◆ **PAGE EXTRACT**
■ ■ ■ ■

In December 714 Pepin died. A few months before his death and shortly after the murder of his son Grimoald the Younger, he had taken the advice of Plectrude to designate as his sole heir Theudoald, his grandson by Grimoald. This was immediately opposed by the Austrasian nobles because Theudoald was a child of only eight years of age. To prevent Charles using this unrest to his own advantage, Plectrude had him imprisoned in Cologne, the city which was intended to be her capital. This prevented an uprising on his behalf in Austrasia, but not in Neustria.

=== Civil war of 715–718 ===

Pepin's death occasioned open conflict between his heirs and the Neustrian nobles who sought political independence from Austrasian control. In 715 Dagobert III named Raganfrid as mayor of the palace over Neustria and Burgundy. On 26 September 715, Raganfrid's Neustrians met the young Theudoald's forces at the Battle of Compiègne. Theudoald was defeated and fled back to Cologne. Before the end of the year, Charles had escaped from prison and was acclaimed mayor of the palace over Austrasia. Dagobert died in 715, and the Neustrians proclaimed Chilperic II, the cloistered son of Childeric II, as king.

■ ■ ■ ■

◆ **EXERCISE DETAILS**
Continue the text on Pepin's heirs and the civil war of 715–718, starting after its last sentence.

[Image point grounding data]

■ ■ ■ ■

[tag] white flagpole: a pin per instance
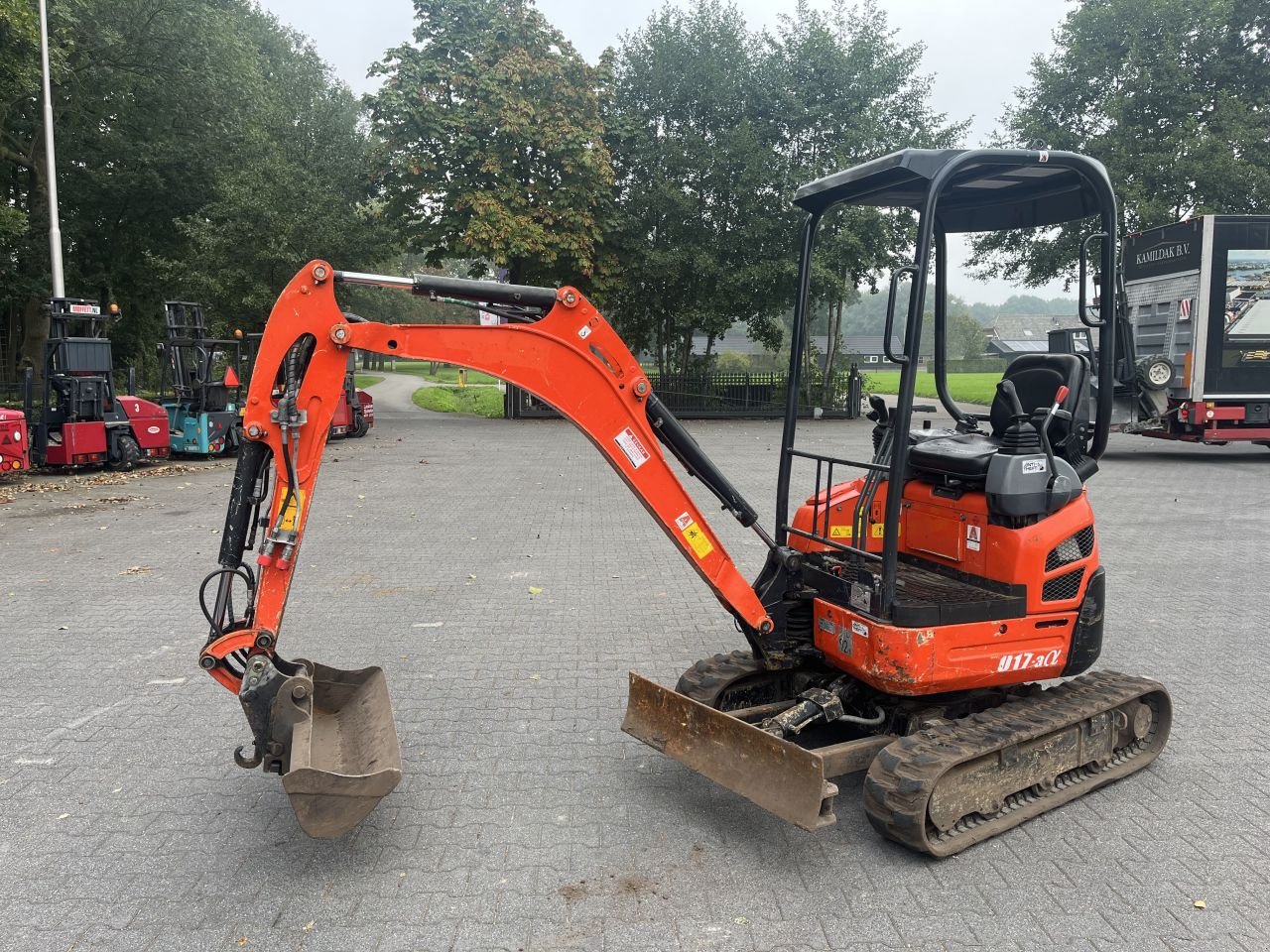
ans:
(55, 231)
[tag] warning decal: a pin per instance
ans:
(287, 522)
(634, 449)
(698, 539)
(971, 537)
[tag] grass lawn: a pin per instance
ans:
(480, 402)
(962, 388)
(444, 375)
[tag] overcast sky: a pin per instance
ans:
(976, 50)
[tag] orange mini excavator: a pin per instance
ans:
(903, 619)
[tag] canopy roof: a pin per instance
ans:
(1007, 189)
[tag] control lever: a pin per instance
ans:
(1060, 397)
(1006, 389)
(879, 412)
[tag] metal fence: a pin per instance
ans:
(719, 395)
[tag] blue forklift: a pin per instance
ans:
(204, 399)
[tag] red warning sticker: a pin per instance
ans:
(634, 449)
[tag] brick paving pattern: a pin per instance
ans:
(526, 820)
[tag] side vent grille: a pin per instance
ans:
(1064, 588)
(1074, 548)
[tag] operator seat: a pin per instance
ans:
(1037, 379)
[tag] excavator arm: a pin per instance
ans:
(330, 733)
(570, 357)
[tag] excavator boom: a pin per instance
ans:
(316, 725)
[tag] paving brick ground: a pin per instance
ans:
(526, 819)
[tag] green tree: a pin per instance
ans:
(19, 76)
(494, 137)
(1173, 96)
(701, 229)
(302, 184)
(846, 91)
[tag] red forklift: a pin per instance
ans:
(80, 419)
(14, 443)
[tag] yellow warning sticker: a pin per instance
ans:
(698, 539)
(287, 524)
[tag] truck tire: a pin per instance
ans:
(125, 453)
(1156, 372)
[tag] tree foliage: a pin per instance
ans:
(495, 143)
(712, 128)
(1171, 95)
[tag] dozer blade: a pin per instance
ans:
(781, 777)
(344, 751)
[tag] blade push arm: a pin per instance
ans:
(572, 358)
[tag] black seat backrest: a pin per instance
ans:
(1037, 379)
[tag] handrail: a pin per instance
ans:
(890, 313)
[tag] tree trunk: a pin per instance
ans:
(830, 352)
(35, 339)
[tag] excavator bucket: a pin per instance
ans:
(344, 751)
(781, 777)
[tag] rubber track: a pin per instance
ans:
(906, 774)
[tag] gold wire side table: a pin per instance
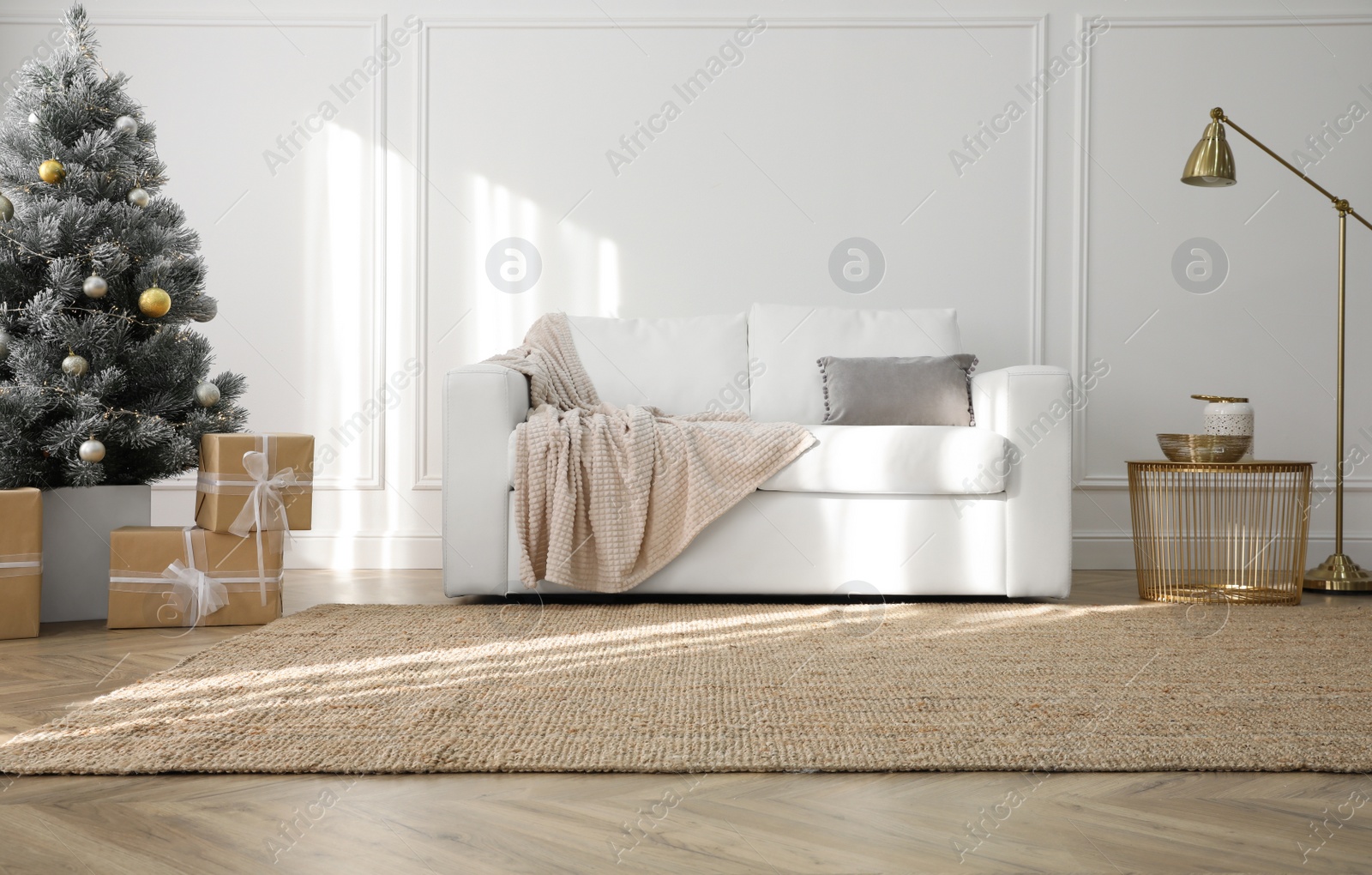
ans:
(1220, 531)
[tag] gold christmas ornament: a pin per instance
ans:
(75, 365)
(155, 302)
(93, 450)
(95, 287)
(208, 394)
(52, 172)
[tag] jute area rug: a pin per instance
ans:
(699, 687)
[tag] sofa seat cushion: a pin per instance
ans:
(887, 460)
(898, 460)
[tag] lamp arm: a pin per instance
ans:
(1338, 202)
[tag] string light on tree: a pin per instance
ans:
(155, 302)
(63, 238)
(93, 451)
(208, 394)
(52, 172)
(75, 365)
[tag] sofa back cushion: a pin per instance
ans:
(786, 341)
(683, 365)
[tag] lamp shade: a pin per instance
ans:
(1212, 160)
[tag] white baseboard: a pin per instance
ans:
(364, 550)
(1090, 550)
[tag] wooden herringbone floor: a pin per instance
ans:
(635, 824)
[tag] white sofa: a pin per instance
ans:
(898, 510)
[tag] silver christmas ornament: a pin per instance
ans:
(93, 450)
(75, 365)
(95, 287)
(208, 394)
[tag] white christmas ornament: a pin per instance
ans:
(95, 287)
(93, 450)
(208, 394)
(75, 365)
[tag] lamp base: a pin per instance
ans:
(1339, 574)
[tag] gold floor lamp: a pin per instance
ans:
(1212, 165)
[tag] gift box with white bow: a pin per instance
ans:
(172, 576)
(21, 561)
(254, 483)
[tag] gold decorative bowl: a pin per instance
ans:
(1205, 447)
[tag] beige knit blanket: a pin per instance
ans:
(604, 497)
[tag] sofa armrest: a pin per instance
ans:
(1031, 407)
(482, 405)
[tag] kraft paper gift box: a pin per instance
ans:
(173, 576)
(235, 490)
(21, 563)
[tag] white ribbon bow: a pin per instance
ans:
(196, 594)
(265, 504)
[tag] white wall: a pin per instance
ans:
(364, 249)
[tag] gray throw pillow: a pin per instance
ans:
(924, 389)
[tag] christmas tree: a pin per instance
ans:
(102, 380)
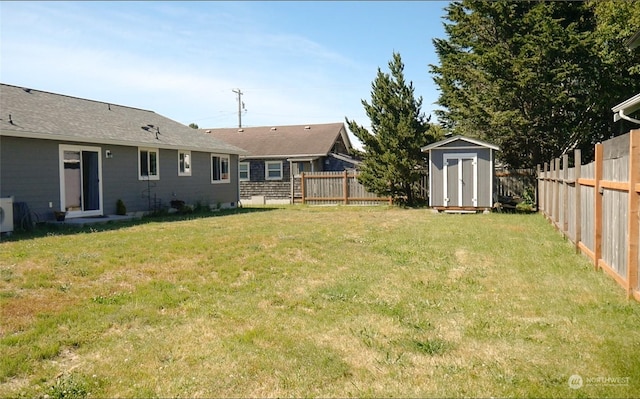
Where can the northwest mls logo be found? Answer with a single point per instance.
(575, 382)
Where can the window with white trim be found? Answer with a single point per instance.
(184, 163)
(243, 171)
(219, 168)
(148, 161)
(273, 170)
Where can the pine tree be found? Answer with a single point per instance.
(392, 159)
(529, 76)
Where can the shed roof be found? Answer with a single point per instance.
(284, 141)
(43, 115)
(462, 138)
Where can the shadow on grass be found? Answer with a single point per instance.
(46, 229)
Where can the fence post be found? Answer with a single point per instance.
(547, 191)
(565, 195)
(302, 186)
(577, 161)
(538, 194)
(634, 217)
(597, 242)
(345, 188)
(556, 194)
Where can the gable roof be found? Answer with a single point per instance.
(43, 115)
(284, 141)
(462, 138)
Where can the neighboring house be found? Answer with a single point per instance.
(62, 153)
(277, 154)
(461, 174)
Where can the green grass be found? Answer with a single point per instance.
(322, 302)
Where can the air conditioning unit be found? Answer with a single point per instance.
(6, 215)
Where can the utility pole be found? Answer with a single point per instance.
(240, 106)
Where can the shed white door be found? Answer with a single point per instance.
(460, 179)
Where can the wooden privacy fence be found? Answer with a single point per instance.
(335, 188)
(515, 182)
(596, 205)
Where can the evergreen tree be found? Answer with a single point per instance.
(392, 159)
(528, 76)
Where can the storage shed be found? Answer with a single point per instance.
(461, 174)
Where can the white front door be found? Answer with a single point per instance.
(460, 179)
(80, 180)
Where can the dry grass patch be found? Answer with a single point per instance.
(326, 301)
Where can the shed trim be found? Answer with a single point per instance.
(458, 137)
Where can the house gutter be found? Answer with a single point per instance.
(90, 140)
(622, 115)
(631, 105)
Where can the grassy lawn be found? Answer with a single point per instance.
(301, 301)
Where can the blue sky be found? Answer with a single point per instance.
(295, 62)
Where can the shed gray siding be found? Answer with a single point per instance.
(30, 169)
(485, 174)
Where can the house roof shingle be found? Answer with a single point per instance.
(283, 141)
(39, 114)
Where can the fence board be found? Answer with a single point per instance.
(333, 188)
(596, 206)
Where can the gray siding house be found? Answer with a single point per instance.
(277, 154)
(62, 153)
(461, 174)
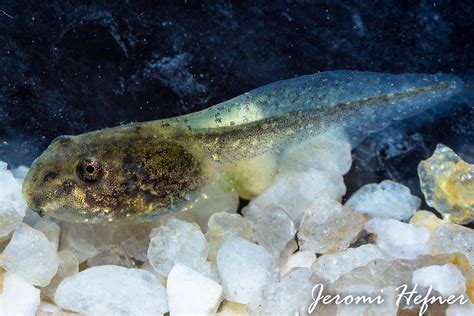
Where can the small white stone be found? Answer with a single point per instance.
(68, 266)
(451, 237)
(330, 267)
(289, 297)
(244, 268)
(112, 290)
(47, 309)
(397, 239)
(18, 297)
(300, 259)
(446, 279)
(189, 292)
(223, 226)
(178, 242)
(330, 151)
(51, 231)
(111, 255)
(213, 200)
(12, 205)
(388, 199)
(30, 256)
(272, 227)
(293, 191)
(78, 238)
(327, 226)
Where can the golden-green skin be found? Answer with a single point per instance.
(149, 169)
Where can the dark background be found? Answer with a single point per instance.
(68, 67)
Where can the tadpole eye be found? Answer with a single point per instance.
(89, 170)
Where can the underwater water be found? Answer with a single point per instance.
(352, 217)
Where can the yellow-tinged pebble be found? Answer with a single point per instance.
(232, 309)
(426, 219)
(447, 182)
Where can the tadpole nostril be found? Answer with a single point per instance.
(50, 176)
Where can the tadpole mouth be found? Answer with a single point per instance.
(38, 211)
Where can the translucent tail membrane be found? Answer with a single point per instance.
(358, 103)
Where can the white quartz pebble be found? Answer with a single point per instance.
(397, 239)
(18, 297)
(388, 199)
(30, 256)
(12, 205)
(331, 266)
(293, 191)
(112, 290)
(244, 268)
(272, 227)
(300, 259)
(289, 297)
(68, 266)
(50, 229)
(189, 292)
(327, 226)
(446, 279)
(223, 226)
(178, 242)
(450, 237)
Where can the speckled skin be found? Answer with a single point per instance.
(143, 170)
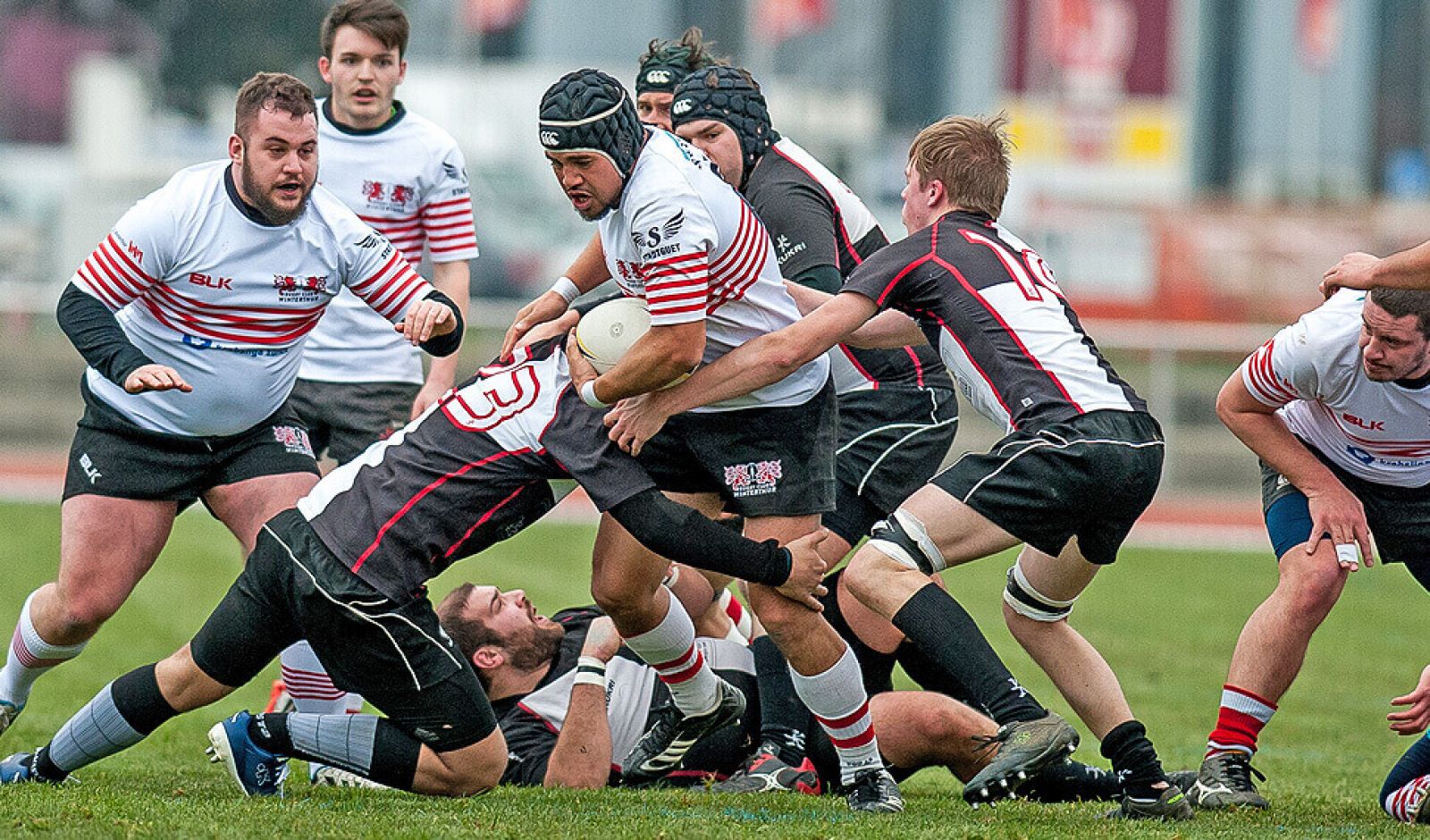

■ ■ ■ ■

◆ **ANSWER TO THE EXERCISE**
==== Battle of Cologne ====
In 716, Chilperic and Raganfrid led an army into Austrasia intent on seizing the Pippinid wealth at Cologne. The Neustrians allied with another invading force under Radbod, King of the Frisians and met Charles in battle near Cologne, which was still held by Plectrude. Charles had little time to gather men or prepare, and the result was inevitable. Radbod held off Charles, while Chilperic and Raganfrid besieged Plectrude, where she bought them off with a substantial portion of Pepin's treasure. After that they withdrew. The Battle of Cologne was the only defeat of Charles's career.

==== Battle of Amblève ====
Charles retreated to the hills of the Eifel to gather and train men. In April 716 he fell upon the triumphant army near Malmedy as it was returning to Neustria. In the ensuing Battle of Amblève, Charles attacked as the enemy rested at midday. According to one source, he split his forces into several groups which fell at them from many sides. Another suggests that while this was his intention, he then decided that given the enemy's unpreparedness, this was not necessary. In any event, the suddenness of the assault led them to believe they were facing a much larger host. Many of the enemy fled, and Charles's troops gathered the spoils of the camp. His reputation increased considerably as a result, and he attracted more followers. This battle is often considered by historians as the turning point in Charles's struggle.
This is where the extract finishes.